(Saved data entries)
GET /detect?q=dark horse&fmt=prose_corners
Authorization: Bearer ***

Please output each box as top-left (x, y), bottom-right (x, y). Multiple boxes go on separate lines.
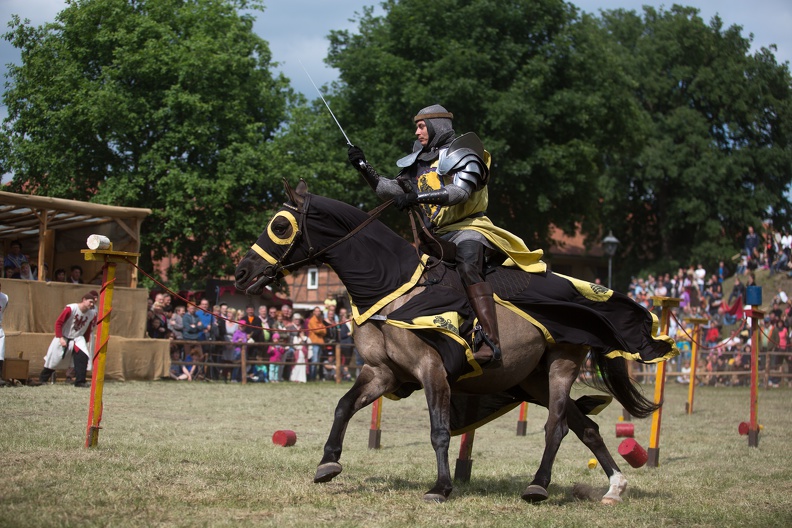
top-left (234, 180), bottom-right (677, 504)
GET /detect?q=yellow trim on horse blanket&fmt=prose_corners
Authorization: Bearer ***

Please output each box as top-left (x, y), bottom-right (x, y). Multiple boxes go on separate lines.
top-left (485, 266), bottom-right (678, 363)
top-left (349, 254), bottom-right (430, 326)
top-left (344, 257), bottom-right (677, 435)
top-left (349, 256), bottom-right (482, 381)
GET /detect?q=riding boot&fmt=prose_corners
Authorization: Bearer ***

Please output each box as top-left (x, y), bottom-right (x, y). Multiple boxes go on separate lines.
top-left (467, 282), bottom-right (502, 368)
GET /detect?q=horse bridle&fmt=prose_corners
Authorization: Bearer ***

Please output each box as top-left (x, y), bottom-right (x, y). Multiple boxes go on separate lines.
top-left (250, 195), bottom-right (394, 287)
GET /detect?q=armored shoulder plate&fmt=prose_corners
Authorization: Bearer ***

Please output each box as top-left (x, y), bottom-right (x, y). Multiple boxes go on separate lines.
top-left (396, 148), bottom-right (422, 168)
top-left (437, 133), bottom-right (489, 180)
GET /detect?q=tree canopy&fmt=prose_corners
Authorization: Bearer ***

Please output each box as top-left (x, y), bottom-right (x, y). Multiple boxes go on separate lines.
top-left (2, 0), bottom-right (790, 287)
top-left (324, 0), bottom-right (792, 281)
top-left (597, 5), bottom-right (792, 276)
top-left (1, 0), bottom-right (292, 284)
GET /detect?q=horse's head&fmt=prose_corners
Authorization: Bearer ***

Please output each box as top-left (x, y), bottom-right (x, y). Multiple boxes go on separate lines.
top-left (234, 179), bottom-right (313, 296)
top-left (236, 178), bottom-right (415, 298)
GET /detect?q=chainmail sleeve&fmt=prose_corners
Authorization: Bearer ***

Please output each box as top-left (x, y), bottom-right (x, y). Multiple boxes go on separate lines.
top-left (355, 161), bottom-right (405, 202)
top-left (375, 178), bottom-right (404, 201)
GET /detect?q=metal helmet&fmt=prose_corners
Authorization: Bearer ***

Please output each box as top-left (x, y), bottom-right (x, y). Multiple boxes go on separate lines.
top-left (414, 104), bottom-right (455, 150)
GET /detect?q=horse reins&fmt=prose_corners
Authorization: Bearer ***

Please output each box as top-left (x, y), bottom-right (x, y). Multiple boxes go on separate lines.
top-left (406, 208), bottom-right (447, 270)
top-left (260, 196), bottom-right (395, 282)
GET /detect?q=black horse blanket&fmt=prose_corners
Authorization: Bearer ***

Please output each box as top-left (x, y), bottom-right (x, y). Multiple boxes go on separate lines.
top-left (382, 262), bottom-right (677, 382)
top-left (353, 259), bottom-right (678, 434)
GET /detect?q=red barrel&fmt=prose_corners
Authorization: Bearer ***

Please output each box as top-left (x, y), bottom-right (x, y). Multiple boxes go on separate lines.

---

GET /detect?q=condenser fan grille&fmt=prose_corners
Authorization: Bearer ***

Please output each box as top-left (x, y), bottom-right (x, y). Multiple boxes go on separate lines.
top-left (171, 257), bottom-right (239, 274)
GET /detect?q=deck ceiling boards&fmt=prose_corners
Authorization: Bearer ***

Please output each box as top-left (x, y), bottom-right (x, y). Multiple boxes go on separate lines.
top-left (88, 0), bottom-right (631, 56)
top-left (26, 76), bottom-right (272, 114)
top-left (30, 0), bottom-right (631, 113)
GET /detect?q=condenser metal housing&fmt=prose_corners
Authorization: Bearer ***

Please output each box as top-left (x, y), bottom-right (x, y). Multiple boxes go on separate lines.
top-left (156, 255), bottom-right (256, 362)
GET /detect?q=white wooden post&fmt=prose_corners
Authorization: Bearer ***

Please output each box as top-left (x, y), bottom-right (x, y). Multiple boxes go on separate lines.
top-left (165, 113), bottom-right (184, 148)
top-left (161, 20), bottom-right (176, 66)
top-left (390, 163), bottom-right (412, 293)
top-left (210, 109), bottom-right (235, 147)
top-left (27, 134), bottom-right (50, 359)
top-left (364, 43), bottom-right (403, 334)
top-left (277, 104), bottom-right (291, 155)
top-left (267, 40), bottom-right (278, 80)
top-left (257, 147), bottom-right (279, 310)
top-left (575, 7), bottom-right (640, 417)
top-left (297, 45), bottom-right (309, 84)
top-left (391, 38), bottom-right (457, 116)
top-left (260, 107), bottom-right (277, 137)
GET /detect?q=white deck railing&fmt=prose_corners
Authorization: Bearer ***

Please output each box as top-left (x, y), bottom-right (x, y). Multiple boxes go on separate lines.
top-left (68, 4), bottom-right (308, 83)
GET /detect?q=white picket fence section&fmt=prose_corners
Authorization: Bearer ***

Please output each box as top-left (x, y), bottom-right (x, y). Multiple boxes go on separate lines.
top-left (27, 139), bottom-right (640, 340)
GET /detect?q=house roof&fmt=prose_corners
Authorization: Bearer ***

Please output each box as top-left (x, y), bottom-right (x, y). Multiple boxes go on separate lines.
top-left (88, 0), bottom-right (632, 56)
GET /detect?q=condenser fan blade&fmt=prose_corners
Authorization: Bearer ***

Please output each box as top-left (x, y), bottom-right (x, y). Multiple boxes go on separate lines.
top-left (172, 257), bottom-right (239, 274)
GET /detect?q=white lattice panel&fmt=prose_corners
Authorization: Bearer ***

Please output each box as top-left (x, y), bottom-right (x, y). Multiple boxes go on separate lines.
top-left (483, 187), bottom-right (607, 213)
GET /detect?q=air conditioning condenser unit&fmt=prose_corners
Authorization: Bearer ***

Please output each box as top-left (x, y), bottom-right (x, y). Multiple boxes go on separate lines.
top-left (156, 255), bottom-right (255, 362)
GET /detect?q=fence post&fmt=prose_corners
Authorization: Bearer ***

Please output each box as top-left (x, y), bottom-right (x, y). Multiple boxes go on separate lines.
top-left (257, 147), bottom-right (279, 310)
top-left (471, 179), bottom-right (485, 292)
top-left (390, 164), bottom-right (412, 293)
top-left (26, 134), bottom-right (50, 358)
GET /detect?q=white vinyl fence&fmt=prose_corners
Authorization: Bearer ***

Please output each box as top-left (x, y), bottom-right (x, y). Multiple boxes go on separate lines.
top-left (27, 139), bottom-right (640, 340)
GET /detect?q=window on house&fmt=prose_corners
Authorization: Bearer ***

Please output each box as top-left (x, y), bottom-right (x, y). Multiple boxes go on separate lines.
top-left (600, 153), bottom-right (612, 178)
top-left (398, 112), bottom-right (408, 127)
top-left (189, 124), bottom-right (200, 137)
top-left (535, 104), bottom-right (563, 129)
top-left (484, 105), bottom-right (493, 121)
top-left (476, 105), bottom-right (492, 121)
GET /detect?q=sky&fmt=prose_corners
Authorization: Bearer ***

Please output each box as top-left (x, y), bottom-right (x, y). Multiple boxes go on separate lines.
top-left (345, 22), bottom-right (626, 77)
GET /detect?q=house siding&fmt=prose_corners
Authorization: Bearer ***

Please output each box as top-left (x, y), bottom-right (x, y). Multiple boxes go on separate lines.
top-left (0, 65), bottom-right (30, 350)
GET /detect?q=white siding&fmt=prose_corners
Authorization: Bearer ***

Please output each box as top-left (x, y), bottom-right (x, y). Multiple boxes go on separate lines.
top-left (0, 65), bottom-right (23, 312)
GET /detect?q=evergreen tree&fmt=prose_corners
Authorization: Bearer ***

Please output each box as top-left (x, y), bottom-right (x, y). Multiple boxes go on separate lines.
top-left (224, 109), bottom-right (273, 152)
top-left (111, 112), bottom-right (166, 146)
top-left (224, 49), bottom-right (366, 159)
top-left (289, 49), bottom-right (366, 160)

Problem description → Scan the entries above and show each line that contains the word "deck".

Response →
GET /detect?q=deck ceiling boards&fmt=prose_corners
GET /detect?q=white deck railing&fmt=prose_corners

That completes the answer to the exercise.